#### [Consigne]
Reproduisez fidèlement le passage de l'extrait sur la libération de Boualem Sansal qui commence à « Par Houari A. » et se termine à « intervenir plus tôt. ».

Par Houari A. – L’historien français Benjamin Stora est revenu sur la libération de Boualem Sansal et sur les tensions politiques qui ont entouré cette affaire. Pour Stora, ce geste de libération, bien que finalement accompli, était attendu depuis longtemps et aurait dû intervenir plus tôt.

«Tout le monde attendait ce geste», explique-t-il, dans une interview accordée à la chaîne de télévision algérienne One TV. Selon l’historien, la libération de Sansal a été retardée à plusieurs reprises, alors que des tentatives avaient été envisagées au cours de l’année. «A chaque fois, cela a avorté», confie-t-il. Des «péripéties» politiques et médiatiques, allant jusqu’à des discours incendiaires en France, ont contribué à retarder ce geste humanitaire. Stora cite notamment l’appel lancé par le fils de Nicolas Sarkozy à brûler l’ambassade d’Algérie à Paris ou des commentaires extrêmes de certains journalistes français, qui, déplore-t-il, ont pris des proportions «absolument incroyables».

#### [Données extraites]
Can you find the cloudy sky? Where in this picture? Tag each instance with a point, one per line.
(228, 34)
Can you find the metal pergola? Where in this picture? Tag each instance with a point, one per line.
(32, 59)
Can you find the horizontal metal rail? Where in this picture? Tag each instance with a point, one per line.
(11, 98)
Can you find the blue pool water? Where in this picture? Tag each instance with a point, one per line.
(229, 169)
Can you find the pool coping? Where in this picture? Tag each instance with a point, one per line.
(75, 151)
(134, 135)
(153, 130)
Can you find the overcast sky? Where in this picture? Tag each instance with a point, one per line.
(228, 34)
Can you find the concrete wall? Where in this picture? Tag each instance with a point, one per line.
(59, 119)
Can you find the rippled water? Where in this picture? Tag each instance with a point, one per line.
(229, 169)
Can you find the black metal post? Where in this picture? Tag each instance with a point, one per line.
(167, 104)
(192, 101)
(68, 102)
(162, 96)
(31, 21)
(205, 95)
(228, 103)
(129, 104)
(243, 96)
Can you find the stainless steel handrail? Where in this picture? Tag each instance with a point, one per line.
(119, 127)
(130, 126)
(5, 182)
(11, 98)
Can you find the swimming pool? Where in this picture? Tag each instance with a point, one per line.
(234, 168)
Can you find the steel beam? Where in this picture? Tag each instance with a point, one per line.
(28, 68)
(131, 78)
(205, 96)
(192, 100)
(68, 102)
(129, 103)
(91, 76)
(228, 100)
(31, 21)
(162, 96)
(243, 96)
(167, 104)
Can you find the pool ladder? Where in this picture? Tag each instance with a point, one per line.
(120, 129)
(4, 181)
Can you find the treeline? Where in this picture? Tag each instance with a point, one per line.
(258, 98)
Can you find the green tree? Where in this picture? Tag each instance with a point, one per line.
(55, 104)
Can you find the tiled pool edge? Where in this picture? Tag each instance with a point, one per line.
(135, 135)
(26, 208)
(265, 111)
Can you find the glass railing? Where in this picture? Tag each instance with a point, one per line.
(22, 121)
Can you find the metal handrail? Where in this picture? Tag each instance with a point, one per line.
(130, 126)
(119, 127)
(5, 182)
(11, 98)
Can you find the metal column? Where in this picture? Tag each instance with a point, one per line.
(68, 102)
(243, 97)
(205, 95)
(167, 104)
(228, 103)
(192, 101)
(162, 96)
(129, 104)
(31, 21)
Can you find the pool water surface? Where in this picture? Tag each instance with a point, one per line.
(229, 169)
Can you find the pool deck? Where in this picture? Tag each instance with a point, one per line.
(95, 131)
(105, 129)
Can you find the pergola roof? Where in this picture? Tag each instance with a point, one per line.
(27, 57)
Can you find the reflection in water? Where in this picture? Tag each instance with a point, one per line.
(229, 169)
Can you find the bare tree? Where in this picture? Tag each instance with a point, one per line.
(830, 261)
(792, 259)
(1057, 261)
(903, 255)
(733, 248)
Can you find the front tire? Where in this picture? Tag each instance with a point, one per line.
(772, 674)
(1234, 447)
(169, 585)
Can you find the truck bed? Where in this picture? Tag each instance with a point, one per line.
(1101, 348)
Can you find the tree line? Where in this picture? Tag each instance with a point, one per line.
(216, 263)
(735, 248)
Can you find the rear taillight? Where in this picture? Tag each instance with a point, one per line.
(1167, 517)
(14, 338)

#### [Corrigé]
Par Houari A. – L’historien français Benjamin Stora est revenu sur la libération de Boualem Sansal et sur les tensions politiques qui ont entouré cette affaire. Pour Stora, ce geste de libération, bien que finalement accompli, était attendu depuis longtemps et aurait dû intervenir plus tôt.